PROBLEM: From the line with "Pinpoint each mud flat." onward, reproduce each line of the entries exactly, ending at the last one, and add nothing.

#####

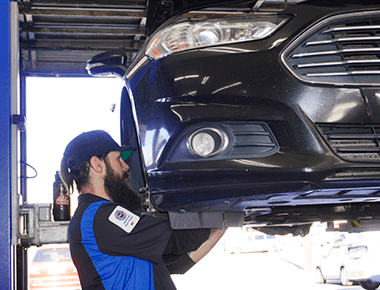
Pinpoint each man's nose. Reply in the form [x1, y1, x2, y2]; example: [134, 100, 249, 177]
[122, 159, 129, 171]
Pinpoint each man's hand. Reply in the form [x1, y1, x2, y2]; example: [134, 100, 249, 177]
[189, 228, 227, 263]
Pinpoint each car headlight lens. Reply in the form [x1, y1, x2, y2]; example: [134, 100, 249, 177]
[188, 128, 228, 157]
[146, 15, 289, 60]
[197, 25, 221, 45]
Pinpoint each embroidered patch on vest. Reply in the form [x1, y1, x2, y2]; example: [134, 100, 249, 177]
[108, 206, 140, 233]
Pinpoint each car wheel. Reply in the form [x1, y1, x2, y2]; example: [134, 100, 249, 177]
[340, 267, 353, 286]
[359, 281, 380, 290]
[316, 267, 326, 284]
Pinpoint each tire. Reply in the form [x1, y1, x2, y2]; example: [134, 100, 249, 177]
[341, 267, 353, 286]
[316, 268, 326, 284]
[359, 281, 380, 290]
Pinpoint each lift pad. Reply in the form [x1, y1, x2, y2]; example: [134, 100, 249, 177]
[19, 203, 69, 247]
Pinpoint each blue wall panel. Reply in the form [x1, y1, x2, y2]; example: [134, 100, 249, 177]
[0, 0, 12, 289]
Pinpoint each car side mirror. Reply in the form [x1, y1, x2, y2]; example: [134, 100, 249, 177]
[86, 49, 128, 78]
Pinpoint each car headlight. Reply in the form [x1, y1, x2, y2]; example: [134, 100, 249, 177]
[188, 127, 228, 157]
[146, 15, 289, 60]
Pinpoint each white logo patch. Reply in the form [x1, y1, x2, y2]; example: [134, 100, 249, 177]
[108, 206, 140, 233]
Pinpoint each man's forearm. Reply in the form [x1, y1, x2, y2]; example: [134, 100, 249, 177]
[189, 228, 227, 263]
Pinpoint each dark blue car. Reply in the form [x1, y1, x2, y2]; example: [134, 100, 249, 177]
[87, 0, 380, 233]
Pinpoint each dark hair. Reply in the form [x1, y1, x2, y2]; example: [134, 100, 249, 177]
[60, 153, 108, 194]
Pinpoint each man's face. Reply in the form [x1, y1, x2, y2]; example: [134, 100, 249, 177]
[105, 151, 129, 179]
[103, 152, 142, 212]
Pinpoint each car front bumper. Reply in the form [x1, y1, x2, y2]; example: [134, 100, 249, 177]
[124, 1, 380, 217]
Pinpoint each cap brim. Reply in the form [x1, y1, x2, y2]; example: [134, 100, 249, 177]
[121, 149, 135, 161]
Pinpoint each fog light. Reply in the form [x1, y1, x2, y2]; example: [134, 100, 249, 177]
[188, 127, 228, 157]
[192, 132, 215, 156]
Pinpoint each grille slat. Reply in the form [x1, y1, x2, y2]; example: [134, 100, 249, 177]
[282, 11, 380, 86]
[306, 70, 380, 77]
[293, 48, 380, 59]
[306, 36, 380, 46]
[323, 25, 380, 33]
[317, 124, 380, 162]
[229, 123, 279, 157]
[297, 59, 380, 69]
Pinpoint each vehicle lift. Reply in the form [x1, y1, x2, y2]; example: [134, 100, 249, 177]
[1, 2, 380, 289]
[1, 3, 70, 289]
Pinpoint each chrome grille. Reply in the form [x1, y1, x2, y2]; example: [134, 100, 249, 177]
[317, 124, 380, 161]
[282, 10, 380, 86]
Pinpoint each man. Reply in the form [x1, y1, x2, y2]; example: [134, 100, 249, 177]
[60, 130, 225, 290]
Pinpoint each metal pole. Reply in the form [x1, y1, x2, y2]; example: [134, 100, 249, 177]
[17, 246, 28, 290]
[19, 75, 28, 290]
[18, 6, 28, 289]
[20, 76, 27, 204]
[0, 0, 14, 289]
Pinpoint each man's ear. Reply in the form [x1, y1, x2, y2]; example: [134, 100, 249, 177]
[89, 156, 105, 174]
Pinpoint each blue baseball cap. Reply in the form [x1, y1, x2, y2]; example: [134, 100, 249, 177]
[63, 130, 134, 169]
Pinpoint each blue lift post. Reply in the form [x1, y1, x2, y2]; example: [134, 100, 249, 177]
[0, 3, 69, 288]
[0, 3, 69, 289]
[0, 0, 14, 289]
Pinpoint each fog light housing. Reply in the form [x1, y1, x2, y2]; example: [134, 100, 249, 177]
[188, 128, 228, 157]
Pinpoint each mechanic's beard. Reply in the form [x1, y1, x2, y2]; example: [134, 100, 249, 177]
[103, 162, 142, 213]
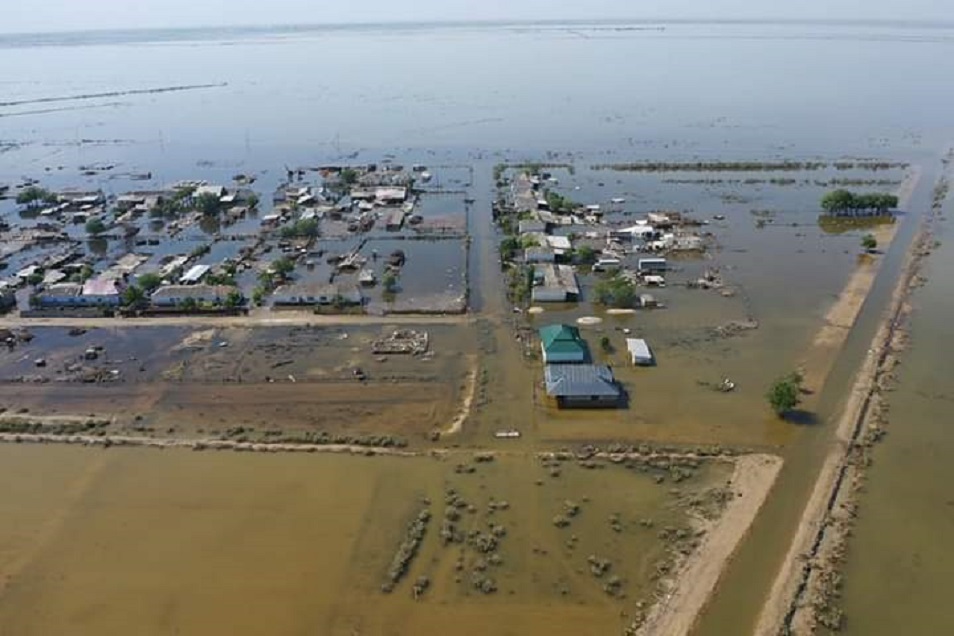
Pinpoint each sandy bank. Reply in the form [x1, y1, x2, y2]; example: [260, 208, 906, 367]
[637, 454, 784, 636]
[0, 310, 471, 330]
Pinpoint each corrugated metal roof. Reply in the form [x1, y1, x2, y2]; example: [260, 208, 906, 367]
[545, 364, 620, 398]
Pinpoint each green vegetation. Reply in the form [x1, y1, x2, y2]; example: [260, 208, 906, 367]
[573, 245, 598, 265]
[600, 335, 613, 353]
[71, 263, 94, 284]
[272, 257, 295, 278]
[205, 271, 237, 287]
[861, 234, 878, 252]
[16, 186, 57, 209]
[252, 286, 267, 306]
[84, 218, 107, 235]
[499, 236, 520, 261]
[340, 168, 359, 186]
[382, 271, 399, 294]
[766, 372, 803, 417]
[506, 265, 532, 304]
[194, 192, 222, 216]
[821, 190, 898, 215]
[245, 192, 260, 209]
[545, 190, 576, 214]
[135, 272, 163, 293]
[279, 218, 320, 239]
[189, 243, 211, 259]
[179, 297, 198, 311]
[594, 275, 636, 309]
[224, 289, 244, 308]
[122, 284, 146, 308]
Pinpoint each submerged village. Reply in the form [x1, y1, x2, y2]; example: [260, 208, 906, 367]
[0, 154, 918, 635]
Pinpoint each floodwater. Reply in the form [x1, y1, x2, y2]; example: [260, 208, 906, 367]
[0, 445, 724, 635]
[2, 19, 954, 635]
[836, 175, 954, 634]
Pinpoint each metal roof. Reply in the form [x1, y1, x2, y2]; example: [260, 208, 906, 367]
[544, 364, 620, 398]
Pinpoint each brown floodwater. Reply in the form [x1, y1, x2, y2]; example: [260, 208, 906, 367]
[835, 175, 954, 634]
[0, 445, 726, 635]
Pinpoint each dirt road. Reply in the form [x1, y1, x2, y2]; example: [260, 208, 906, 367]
[638, 454, 784, 636]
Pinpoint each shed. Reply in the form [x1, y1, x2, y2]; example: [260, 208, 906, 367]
[626, 338, 654, 366]
[539, 324, 588, 364]
[639, 294, 658, 309]
[179, 264, 210, 285]
[637, 258, 667, 274]
[544, 364, 622, 409]
[524, 247, 556, 264]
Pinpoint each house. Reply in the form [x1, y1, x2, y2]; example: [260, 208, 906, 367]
[151, 285, 239, 307]
[611, 224, 656, 241]
[272, 282, 363, 307]
[81, 277, 121, 306]
[384, 208, 406, 231]
[639, 293, 659, 309]
[637, 258, 667, 274]
[524, 247, 556, 264]
[672, 234, 704, 252]
[539, 324, 588, 364]
[545, 235, 573, 253]
[544, 364, 623, 408]
[626, 338, 655, 366]
[33, 282, 84, 307]
[648, 212, 674, 228]
[179, 264, 210, 285]
[531, 264, 580, 303]
[518, 219, 548, 234]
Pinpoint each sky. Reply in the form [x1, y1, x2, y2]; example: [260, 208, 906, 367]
[2, 0, 952, 34]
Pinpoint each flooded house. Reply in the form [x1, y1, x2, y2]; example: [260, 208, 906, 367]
[150, 284, 240, 307]
[539, 324, 589, 364]
[531, 264, 580, 303]
[544, 364, 623, 409]
[272, 282, 363, 307]
[637, 257, 668, 274]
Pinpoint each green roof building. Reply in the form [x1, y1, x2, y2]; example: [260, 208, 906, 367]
[539, 324, 589, 364]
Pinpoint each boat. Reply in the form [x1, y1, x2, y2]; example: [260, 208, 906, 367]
[611, 197, 626, 204]
[494, 429, 521, 439]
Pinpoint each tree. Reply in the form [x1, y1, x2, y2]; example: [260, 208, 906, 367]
[340, 168, 359, 186]
[575, 245, 598, 265]
[382, 271, 398, 294]
[16, 186, 56, 209]
[766, 372, 803, 417]
[861, 234, 877, 253]
[600, 335, 613, 353]
[194, 192, 222, 216]
[594, 275, 637, 309]
[821, 189, 855, 214]
[272, 257, 295, 278]
[279, 218, 320, 239]
[245, 193, 260, 209]
[224, 289, 244, 308]
[122, 284, 146, 308]
[179, 297, 198, 311]
[499, 237, 520, 261]
[85, 218, 107, 235]
[136, 272, 163, 293]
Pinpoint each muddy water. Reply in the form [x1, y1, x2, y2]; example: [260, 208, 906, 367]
[0, 445, 720, 635]
[691, 160, 937, 635]
[836, 177, 954, 634]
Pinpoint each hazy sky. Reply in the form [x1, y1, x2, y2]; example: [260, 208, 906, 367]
[4, 0, 952, 34]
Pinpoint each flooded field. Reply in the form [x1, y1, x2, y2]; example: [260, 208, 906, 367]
[2, 18, 954, 636]
[0, 445, 730, 636]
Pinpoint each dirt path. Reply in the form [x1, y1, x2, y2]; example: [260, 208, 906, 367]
[0, 310, 472, 330]
[441, 355, 478, 436]
[754, 167, 935, 635]
[638, 454, 784, 636]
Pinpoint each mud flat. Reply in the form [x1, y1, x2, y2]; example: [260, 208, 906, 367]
[754, 165, 944, 635]
[637, 454, 783, 636]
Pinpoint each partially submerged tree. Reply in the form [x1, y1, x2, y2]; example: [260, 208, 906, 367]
[16, 186, 57, 209]
[861, 233, 878, 253]
[594, 275, 636, 309]
[767, 371, 803, 417]
[84, 218, 107, 235]
[194, 192, 222, 216]
[136, 272, 163, 293]
[122, 284, 146, 308]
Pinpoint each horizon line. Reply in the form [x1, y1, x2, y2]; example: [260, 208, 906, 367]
[3, 16, 954, 38]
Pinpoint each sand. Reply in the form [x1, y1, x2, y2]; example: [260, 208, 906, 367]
[638, 454, 784, 636]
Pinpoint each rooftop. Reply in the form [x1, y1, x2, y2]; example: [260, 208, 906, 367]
[544, 364, 621, 398]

#####

TASK ANSWER:
Pinpoint each mud flat. Reply in the form [x1, y1, x2, y2]; example: [260, 208, 906, 367]
[754, 165, 944, 635]
[637, 454, 783, 636]
Pinpoint each partially submerged tree. Reply in the form [x1, y1, x2, y2]; example: [260, 208, 906, 367]
[16, 186, 57, 209]
[861, 233, 878, 253]
[594, 275, 636, 309]
[767, 371, 803, 417]
[84, 218, 107, 235]
[194, 192, 222, 216]
[136, 272, 163, 293]
[122, 284, 146, 308]
Pinpoint each horizon line. Reply in the form [x1, y1, x2, y2]; example: [260, 208, 906, 367]
[3, 16, 954, 38]
Pinpoint each sand. Reply in the form [x1, y1, x2, y2]; example: [260, 208, 906, 367]
[638, 454, 784, 636]
Pinpoint each rooftop. Reply in the form [x1, y1, x2, y2]; example: [260, 208, 906, 367]
[544, 364, 621, 398]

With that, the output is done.